▶ _Passage for review_
-----

Dirty God opens with Jade (Vicky Knight), a young woman with severe burn scars across her face and torso, leaving the hospital wearing a clear, hard plastic protective mask. The image is like something for a horror film but the horror here is real. This working-class woman from the London projects, barely an adult, was violently assaulted in an acid attack by her abusive boyfriend and has been left permanently disfigured. Now she's trying to pick up her life as the single mother of a toddler and as a still-vital girl who likes to go out to clubs and hang with her friends. Her two-year-old daughter has been cared for by Jade's mother, a shoplifter who sells stolen clothes out of their apartment, and in the devastating reunion scene, the toddler cries at the sight of mummy.

-----

▶ _Entries shown_
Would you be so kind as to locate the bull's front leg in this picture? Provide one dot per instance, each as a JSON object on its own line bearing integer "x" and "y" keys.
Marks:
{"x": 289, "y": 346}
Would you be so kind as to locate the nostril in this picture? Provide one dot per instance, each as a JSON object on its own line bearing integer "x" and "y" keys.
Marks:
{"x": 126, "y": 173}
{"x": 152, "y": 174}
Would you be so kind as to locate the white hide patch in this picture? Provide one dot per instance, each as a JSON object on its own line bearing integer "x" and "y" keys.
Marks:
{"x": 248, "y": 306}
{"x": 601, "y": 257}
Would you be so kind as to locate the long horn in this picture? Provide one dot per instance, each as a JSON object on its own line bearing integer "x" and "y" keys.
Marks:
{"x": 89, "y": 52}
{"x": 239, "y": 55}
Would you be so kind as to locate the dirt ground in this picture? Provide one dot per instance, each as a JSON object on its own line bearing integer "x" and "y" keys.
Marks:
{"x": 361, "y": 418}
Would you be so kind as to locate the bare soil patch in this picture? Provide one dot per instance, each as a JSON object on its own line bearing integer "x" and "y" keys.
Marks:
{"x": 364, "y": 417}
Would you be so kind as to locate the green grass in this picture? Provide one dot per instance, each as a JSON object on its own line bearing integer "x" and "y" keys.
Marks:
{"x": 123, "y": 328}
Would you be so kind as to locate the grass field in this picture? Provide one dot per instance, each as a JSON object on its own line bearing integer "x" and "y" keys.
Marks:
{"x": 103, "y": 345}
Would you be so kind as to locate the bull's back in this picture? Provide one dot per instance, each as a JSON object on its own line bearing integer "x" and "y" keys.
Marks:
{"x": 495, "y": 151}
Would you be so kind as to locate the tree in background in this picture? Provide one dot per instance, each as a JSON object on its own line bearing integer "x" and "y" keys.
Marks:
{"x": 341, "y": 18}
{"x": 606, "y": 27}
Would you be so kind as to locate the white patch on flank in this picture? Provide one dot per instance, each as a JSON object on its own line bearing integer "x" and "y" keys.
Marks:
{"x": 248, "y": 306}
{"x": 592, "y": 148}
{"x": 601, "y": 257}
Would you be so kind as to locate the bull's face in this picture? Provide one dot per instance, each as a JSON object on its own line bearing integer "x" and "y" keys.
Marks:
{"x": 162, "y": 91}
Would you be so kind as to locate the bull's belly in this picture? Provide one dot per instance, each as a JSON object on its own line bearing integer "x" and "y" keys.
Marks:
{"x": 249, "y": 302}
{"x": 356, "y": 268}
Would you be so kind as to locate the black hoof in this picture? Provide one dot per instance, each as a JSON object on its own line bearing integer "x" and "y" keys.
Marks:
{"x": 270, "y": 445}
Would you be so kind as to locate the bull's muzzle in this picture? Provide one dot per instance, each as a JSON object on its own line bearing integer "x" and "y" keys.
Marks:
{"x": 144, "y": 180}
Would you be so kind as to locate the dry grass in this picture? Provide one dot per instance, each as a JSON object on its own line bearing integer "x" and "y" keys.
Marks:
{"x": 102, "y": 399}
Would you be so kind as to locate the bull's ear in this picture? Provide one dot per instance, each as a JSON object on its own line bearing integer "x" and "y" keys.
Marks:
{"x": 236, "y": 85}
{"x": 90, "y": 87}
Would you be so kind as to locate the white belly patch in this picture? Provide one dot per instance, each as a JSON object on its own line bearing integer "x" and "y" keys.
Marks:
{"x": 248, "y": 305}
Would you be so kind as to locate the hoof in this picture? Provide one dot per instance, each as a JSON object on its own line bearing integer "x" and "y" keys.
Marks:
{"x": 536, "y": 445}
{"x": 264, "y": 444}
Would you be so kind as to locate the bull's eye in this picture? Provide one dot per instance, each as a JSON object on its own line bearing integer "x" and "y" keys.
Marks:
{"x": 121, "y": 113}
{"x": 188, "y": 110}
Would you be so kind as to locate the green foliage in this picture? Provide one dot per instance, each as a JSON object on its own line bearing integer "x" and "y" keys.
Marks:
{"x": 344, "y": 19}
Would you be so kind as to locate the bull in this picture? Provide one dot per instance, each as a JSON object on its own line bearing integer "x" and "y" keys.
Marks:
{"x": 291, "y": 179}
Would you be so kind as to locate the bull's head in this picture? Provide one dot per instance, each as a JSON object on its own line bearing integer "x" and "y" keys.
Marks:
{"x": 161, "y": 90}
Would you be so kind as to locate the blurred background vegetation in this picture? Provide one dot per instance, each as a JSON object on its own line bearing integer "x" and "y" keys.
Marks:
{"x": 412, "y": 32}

-----

▶ _Activities_
1. Print the part of the film review from "Dirty God opens" to "sight of mummy.".
2. Summarize the film review in two sentences.
3. Please go on with the film review, starting right after its final sentence.
The items are not needed for this work.

▶ _Results for each task_
1.
Dirty God opens with Jade (Vicky Knight), a young woman with severe burn scars across her face and torso, leaving the hospital wearing a clear, hard plastic protective mask. The image is like something for a horror film but the horror here is real. This working-class woman from the London projects, barely an adult, was violently assaulted in an acid attack by her abusive boyfriend and has been left permanently disfigured. Now she's trying to pick up her life as the single mother of a toddler and as a still-vital girl who likes to go out to clubs and hang with her friends. Her two-year-old daughter has been cared for by Jade's mother, a shoplifter who sells stolen clothes out of their apartment, and in the devastating reunion scene, the toddler cries at the sight of mummy.

2. Dirty God begins with Jade, a young working-class Londoner, leaving the hospital in a protective plastic mask after her abusive boyfriend's acid attack left her face and torso permanently scarred. She tries to resume her life as the single mother of a toddler and as a girl who enjoys clubbing with friends, but her daughter, who has been cared for by Jade's shoplifting mother, cries at the sight of her when they reunite.

3.
Desperate to reclaim her old identity, she pins all her hopes of restorative plastic surgery on a foreign clinic she finds on the Internet, one that suspiciously promises results and takes her money before even examining her. Danish filmmaker Sacha Polak makes her English-language debut in this tough, realistic drama, which confronts misogyny and violence against women while addressing issues of self-image, identity, sexuality, and motherhood. Polack focuses on the trials of everyday situations, from enduring the stares and jokes from (almost entirely male) coworkers at a telemarketing job to simply taking her daughter out to play. She uses a documentary-like style in those scenes, bringing the camera close in on Knight's face and holding it while a range of emotions plays out in glances and through her body language. In other scenes, such as clubbing with her friends, saturated, pulsating colors and weaving cameras create an impressionistic quality as Jade releases her pent-up feelings through dance and the anonymity of a dark club.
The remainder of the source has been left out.